> [Your instructions]:
Change "ceramic mug" to "porcelain cup" in the lines below, from the line containing "Can you find the ceramic" through the last line. Write out only those lines, with nothing else altered.

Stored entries
- - - - -

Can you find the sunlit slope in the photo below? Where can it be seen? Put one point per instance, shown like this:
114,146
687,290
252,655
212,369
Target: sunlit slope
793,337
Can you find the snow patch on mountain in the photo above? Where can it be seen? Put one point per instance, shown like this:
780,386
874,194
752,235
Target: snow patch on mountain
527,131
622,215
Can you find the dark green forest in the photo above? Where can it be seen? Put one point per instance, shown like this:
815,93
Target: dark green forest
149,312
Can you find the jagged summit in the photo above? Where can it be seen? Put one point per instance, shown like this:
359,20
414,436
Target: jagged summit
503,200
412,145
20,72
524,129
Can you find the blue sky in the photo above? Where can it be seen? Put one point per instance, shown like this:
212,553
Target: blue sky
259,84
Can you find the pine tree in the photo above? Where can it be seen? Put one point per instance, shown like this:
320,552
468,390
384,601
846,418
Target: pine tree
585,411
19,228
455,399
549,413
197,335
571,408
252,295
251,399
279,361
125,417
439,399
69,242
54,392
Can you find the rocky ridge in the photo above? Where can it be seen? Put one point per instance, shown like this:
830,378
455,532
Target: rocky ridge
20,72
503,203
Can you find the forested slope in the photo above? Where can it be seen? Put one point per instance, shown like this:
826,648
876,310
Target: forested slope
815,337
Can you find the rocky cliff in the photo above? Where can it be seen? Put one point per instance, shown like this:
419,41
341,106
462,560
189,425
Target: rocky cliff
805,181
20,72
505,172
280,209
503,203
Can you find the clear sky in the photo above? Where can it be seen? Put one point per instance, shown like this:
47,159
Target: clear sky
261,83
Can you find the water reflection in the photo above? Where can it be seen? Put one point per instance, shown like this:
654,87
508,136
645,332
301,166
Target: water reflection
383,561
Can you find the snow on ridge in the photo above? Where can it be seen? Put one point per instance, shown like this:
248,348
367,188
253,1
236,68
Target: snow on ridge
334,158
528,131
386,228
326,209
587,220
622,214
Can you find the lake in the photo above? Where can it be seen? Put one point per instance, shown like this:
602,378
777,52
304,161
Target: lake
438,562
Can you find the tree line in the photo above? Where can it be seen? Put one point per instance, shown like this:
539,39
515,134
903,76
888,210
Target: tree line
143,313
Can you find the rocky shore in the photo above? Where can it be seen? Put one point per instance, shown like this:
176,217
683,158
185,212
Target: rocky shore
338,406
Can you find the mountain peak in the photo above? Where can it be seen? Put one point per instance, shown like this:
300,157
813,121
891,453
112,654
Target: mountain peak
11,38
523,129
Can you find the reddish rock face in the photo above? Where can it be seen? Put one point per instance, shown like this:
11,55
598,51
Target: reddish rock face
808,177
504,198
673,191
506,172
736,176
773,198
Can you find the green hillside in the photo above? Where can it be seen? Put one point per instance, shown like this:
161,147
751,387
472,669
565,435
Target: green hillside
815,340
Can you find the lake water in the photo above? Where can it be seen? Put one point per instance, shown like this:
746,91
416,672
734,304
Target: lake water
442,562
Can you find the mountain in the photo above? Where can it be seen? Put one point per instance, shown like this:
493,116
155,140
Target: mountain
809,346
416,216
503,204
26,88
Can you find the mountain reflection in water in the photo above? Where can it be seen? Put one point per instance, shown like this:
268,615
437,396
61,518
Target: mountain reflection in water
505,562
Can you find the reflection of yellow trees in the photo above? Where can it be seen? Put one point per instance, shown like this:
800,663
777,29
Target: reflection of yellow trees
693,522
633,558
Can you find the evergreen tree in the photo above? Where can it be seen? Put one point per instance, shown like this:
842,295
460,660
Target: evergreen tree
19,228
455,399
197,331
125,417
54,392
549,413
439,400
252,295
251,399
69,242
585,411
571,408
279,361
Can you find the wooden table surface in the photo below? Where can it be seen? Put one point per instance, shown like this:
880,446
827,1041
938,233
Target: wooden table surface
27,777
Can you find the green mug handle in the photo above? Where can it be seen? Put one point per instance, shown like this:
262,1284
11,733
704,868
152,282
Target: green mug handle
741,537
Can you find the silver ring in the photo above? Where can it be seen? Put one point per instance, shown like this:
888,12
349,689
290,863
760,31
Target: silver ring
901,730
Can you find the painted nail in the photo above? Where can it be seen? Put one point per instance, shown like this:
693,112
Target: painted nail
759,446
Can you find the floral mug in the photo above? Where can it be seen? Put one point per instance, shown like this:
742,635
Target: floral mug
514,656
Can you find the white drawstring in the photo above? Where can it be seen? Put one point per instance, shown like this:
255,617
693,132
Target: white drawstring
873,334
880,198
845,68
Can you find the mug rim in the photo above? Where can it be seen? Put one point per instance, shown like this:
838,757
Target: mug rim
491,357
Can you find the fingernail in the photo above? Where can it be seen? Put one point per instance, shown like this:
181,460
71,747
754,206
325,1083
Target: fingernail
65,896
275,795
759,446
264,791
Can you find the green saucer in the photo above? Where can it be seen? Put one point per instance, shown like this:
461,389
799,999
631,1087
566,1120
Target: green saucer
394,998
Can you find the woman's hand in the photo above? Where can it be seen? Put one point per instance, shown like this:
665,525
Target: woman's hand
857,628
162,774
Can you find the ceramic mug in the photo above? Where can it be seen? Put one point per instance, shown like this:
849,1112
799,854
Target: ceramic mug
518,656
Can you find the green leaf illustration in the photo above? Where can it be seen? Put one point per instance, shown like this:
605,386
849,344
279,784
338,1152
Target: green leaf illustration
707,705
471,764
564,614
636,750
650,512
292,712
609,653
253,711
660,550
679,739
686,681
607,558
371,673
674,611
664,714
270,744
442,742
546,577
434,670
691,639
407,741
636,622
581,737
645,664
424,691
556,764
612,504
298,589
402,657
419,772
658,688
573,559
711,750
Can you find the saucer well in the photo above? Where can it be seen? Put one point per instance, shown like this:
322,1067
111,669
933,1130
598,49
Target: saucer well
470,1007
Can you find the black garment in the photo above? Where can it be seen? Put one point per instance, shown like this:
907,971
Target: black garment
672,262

- - - - -

> [Task response]:
Can you find the porcelain cup in the photo above? Where can it be seen? Put one point per instance, shown like this:
849,1112
799,854
Target: porcelain cup
518,656
Can you find the green leaf illustration in the photo above? Where can it be seen? Put one point per instance, shown like this:
605,386
849,344
279,784
338,1152
Target: green leaf illustration
707,705
471,764
564,614
636,750
650,512
292,712
609,653
253,711
660,550
679,739
686,681
607,558
371,673
674,611
664,714
270,744
442,742
546,577
434,670
691,639
407,741
636,622
581,737
645,664
424,691
556,764
612,504
298,589
402,657
419,772
658,688
573,559
711,750
Can you find the saucer well in the photo above? Where can it be seen? Put one point per instance, shown like this:
322,1067
111,669
933,1130
598,49
Target: saucer well
470,1007
Can you find the black garment in the photo above? Where can it be seen? Put one point per instance, shown like this:
907,971
Target: black garment
672,262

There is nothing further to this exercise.